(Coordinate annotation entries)
►

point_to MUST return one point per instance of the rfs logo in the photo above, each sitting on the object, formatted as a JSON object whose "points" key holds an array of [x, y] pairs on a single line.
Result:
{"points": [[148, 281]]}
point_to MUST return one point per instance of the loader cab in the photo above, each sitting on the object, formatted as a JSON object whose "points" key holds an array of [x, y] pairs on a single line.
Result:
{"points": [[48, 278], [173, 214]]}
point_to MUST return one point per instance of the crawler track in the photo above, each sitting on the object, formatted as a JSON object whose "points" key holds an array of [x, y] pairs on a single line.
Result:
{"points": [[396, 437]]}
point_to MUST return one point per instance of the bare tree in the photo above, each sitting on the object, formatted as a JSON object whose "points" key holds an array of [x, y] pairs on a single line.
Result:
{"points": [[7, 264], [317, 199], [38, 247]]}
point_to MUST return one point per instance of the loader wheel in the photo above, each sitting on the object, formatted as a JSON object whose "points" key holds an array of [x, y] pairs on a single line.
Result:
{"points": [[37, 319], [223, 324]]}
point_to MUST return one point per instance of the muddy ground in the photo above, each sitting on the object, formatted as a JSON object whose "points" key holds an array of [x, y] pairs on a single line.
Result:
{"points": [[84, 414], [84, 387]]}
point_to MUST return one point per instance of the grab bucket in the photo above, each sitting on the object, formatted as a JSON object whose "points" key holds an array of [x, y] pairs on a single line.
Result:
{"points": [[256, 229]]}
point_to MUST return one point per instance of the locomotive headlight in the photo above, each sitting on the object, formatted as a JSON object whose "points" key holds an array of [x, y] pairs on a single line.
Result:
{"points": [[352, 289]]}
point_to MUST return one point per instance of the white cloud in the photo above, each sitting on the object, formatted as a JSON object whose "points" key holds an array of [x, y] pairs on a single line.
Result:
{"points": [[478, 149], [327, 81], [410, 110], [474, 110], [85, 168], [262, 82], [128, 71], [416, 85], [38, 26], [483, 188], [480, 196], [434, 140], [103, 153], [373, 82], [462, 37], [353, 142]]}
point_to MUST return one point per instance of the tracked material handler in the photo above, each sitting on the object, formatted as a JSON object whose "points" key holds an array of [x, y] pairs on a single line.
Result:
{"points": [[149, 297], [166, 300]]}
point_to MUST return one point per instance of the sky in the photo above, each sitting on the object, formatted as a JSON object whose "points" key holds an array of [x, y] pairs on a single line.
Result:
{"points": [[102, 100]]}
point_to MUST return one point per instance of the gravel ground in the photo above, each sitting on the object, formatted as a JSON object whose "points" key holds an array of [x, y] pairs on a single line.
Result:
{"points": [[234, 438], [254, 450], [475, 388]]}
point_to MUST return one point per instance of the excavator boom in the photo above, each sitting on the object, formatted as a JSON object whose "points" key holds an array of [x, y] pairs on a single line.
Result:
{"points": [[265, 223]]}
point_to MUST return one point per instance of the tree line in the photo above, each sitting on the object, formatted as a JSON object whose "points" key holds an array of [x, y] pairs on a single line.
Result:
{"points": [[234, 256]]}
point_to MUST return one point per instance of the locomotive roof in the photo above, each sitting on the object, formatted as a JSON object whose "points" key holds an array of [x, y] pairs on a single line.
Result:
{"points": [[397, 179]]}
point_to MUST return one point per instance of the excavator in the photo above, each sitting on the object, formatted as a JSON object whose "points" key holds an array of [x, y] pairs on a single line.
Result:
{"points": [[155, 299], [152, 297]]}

◄

• WHAT IS EXPECTED:
Copy out every line from the one containing "point_to MUST return one point per instance of the sky" to the end of the material, both ends included.

• EXERCISE ANSWER:
point_to MUST return one point per instance of the sky in the photo above, each sitting on the object, formatted as a JSON object whose "points" key holds an array of [x, y] pairs on a single line.
Result:
{"points": [[102, 100]]}
point_to MUST return one point per instance of the gravel ground in the photo above, each sitting on the object, formatted as a JSON object whose "points" key holds an array of [x, y] pairs on a single line.
Result:
{"points": [[234, 438], [254, 450], [475, 388]]}
point_to MUST return one point per instance of the excavator boom in the photo above, each sitting on the object, formatted as a JSON object whose "points" key holds an array of [x, y] pairs on a single line.
Result:
{"points": [[265, 223]]}
point_to MUST return one point per instance of the tree line in the photo above, each sitting on the object, formatted as a JSON object whose "points" key holds an array of [x, y] pairs on a single line.
Result:
{"points": [[234, 256]]}
point_to MUST return one point per instance of the locomotive roof in the photo above, each sitting on the object, formatted as a JSON object whose "points" key holds an array of [x, y] pairs on a single line.
Result:
{"points": [[397, 179]]}
point_to MUST return one point per instance of the excavator in the photo above, each sitting on the object, formatted as a JSON object whose "points" key holds an array of [x, y] pairs on a single line.
Result:
{"points": [[155, 299], [152, 297]]}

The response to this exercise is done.